WRITTEN PROBLEM 1: Return, word for word, the lines of the listing below, starting at the line that contains "Surveillance alert — the operator flagged the puppy's muzzle" and ending at the line that contains "xmin=256 ymin=151 xmax=283 ymax=177", with both of those lines included.

PASSAGE SHOWN:

[start]

Writing an historical account of a violent and emotion-laden contemporary event presents a number of difficult problems, some of which cannot be solved. The November 22, 1963, assassination of President John F. Kennedy is such an event. Scholars of these crises must gather the widely scattered evidence, analyze it, and write a lucid account for both the scholarly community and the public. Their role in a social crisis is no different from their role at any other time. In fact, the emergency provides an excellent opportunity to demonstrate the practical use of scholarship.
Obtaining a solid base in the facts requires careful attention to the types of evidentiary materials immediately available and an awareness that many will be from federal, state, and local governmental agencies, which always leave an imprint upon them. When there is a possibility of foreign intrigue in the crisis, as in the John F. Kennedy assassination, the pressure for knowledge of its basic outline increases. The emotional urge to proceed hastily with the first available documents is often irresistible. The first picture of events is usually distorted because the evidence becomes public in such an erratic manner that minor facts are emphasized while important ones remain obscure. In the investigation of John F. Kennedy's death, background from the federal files on the alleged assassin, Lee H. Oswald, was known in great detail almost immediately after the event. Information on Oswald's murderer, Jack Ruby, remains scanty and murky to this day.[1]
In addition, much of the documentary evidence comes from faceless institutional sources which are not easily accessible to most scholars. Historians cannot push into archives such as the Central Intelligence Agency or the Federal Bureau of Investigation to poke around for material. Nor can historians question the agents who typed crucial documents. Both critics and supporters of the Warren Commission report have asked why federal security agents were not covering the buildings overlooking the assassination site. According to many informed persons this was a most unusual lapse in security arrangements. Historians will probably never know what happened precisely, because the answer must be sought within the operating procedures and methods of complex federal agencies. There may be a logical reason for this fatal error, but historians must be eternal skeptics of evidence whose origin cannot be probed.

[end]

WRITTEN PROBLEM 2: Retype the passage above on the Kennedy assassination precisely, starting at "Writing an historical" and ending at "use of scholarship.".

DATA SHOWN:
[start]

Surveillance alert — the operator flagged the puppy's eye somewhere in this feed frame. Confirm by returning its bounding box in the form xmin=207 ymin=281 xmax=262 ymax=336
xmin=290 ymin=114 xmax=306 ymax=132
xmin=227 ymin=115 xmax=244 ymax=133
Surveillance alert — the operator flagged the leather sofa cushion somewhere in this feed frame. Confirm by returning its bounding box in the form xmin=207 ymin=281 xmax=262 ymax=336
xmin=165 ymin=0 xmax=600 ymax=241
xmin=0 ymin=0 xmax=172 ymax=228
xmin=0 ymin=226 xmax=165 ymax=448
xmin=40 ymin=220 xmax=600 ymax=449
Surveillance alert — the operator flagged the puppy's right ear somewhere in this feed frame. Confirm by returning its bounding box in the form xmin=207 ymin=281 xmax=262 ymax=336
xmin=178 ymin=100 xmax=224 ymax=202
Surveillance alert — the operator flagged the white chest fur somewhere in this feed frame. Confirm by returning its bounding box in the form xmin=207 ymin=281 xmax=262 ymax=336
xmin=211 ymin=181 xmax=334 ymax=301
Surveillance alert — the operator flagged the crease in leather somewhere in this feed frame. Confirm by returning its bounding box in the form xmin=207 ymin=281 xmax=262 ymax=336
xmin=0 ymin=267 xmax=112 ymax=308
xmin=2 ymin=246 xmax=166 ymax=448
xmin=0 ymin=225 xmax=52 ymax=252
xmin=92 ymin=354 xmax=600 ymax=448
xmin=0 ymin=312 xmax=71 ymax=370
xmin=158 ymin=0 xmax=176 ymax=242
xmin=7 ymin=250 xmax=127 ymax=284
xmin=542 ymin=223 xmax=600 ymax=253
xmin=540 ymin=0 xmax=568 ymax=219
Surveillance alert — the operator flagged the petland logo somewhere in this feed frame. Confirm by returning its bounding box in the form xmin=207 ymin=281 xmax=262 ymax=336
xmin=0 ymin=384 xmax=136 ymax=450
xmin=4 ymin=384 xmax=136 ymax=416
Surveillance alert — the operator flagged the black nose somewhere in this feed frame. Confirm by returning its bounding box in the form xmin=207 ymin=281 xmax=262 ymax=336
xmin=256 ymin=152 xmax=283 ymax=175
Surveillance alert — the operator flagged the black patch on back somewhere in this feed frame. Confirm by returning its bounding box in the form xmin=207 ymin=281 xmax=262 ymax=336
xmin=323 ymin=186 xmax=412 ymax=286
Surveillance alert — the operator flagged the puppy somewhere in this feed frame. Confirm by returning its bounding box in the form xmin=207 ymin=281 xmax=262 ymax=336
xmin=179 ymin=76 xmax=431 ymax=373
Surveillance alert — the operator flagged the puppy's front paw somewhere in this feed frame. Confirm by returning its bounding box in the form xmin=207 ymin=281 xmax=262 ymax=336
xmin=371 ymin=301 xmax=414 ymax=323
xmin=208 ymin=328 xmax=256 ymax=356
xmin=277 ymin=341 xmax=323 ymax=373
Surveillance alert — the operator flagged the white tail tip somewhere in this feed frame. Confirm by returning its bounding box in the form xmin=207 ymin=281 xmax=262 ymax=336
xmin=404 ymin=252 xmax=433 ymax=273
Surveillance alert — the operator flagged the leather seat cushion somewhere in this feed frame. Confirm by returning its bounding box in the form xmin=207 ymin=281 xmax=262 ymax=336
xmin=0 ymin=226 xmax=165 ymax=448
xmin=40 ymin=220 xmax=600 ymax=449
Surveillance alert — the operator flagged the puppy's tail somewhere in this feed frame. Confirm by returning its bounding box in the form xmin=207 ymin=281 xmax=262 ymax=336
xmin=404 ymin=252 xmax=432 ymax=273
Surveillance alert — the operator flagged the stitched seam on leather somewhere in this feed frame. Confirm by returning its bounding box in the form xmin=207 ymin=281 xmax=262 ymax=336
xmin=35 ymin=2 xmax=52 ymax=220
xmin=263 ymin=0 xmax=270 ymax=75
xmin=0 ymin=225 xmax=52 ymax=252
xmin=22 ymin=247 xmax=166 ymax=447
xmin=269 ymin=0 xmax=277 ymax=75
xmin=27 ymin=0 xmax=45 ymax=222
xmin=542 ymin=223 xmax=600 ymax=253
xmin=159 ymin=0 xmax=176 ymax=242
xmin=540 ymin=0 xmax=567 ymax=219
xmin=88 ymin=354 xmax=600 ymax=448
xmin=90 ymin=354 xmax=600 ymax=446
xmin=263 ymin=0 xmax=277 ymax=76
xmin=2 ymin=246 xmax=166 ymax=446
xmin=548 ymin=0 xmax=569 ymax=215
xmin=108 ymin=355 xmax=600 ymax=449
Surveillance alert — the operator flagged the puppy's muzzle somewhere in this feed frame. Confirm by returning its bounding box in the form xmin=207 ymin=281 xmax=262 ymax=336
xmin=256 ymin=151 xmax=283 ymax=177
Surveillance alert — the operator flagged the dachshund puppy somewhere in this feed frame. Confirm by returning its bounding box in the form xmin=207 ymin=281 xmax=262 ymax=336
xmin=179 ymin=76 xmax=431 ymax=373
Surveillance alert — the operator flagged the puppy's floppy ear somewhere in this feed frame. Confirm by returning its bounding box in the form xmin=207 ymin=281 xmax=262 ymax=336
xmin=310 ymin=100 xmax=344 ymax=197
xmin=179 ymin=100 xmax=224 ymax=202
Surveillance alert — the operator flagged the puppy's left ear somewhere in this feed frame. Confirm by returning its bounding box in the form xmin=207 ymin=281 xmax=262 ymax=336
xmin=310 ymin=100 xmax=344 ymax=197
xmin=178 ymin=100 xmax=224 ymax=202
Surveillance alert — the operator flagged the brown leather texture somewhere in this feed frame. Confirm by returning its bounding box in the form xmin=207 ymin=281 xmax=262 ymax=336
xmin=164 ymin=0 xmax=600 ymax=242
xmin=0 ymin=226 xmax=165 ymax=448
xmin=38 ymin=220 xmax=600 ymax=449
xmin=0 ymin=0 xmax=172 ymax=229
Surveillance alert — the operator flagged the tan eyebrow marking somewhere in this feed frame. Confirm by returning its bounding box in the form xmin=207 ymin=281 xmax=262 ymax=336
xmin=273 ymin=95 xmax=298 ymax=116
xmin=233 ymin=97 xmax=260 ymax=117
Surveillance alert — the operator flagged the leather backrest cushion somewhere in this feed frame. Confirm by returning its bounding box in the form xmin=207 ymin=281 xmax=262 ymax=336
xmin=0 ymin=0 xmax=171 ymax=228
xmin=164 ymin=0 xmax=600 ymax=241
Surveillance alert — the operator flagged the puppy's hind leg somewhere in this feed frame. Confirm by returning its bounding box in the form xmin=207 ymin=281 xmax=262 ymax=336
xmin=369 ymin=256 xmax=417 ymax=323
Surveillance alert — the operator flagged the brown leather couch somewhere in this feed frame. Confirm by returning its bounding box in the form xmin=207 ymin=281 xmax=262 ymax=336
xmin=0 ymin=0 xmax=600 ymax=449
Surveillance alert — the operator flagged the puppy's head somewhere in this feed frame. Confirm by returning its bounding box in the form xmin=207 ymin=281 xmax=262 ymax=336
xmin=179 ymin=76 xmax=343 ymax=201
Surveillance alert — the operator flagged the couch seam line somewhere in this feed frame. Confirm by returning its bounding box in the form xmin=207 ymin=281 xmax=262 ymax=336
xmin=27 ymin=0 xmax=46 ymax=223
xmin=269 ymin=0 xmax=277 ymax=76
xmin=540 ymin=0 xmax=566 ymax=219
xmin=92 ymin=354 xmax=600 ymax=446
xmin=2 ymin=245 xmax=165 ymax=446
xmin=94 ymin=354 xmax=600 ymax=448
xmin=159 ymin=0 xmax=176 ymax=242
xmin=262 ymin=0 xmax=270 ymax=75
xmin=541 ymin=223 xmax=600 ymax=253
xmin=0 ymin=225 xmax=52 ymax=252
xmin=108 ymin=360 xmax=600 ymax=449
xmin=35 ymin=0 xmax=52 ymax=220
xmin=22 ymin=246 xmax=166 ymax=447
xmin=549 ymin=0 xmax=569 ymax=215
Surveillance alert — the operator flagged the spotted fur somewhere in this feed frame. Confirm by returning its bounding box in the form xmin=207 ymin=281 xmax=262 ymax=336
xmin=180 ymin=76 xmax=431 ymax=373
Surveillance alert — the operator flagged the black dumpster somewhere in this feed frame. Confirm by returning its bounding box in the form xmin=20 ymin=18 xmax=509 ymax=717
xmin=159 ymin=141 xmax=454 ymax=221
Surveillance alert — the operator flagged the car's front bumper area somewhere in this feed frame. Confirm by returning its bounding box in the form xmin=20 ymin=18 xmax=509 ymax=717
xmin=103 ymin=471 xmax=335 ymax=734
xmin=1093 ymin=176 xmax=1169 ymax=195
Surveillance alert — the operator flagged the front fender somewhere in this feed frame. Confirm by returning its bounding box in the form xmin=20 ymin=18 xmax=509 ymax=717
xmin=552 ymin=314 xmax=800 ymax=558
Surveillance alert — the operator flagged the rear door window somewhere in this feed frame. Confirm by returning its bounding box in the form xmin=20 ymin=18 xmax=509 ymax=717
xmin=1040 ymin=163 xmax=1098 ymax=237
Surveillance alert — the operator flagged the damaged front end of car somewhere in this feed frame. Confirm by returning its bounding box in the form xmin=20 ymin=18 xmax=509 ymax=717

[end]

ANSWER 1:
Surveillance alert — the operator flagged the puppy's muzzle somewhere in this feed frame. Confirm by returning its bounding box in the form xmin=207 ymin=281 xmax=262 ymax=336
xmin=256 ymin=151 xmax=283 ymax=177

ANSWER 2:
Writing an historical account of a violent and emotion-laden contemporary event presents a number of difficult problems, some of which cannot be solved. The November 22, 1963, assassination of President John F. Kennedy is such an event. Scholars of these crises must gather the widely scattered evidence, analyze it, and write a lucid account for both the scholarly community and the public. Their role in a social crisis is no different from their role at any other time. In fact, the emergency provides an excellent opportunity to demonstrate the practical use of scholarship.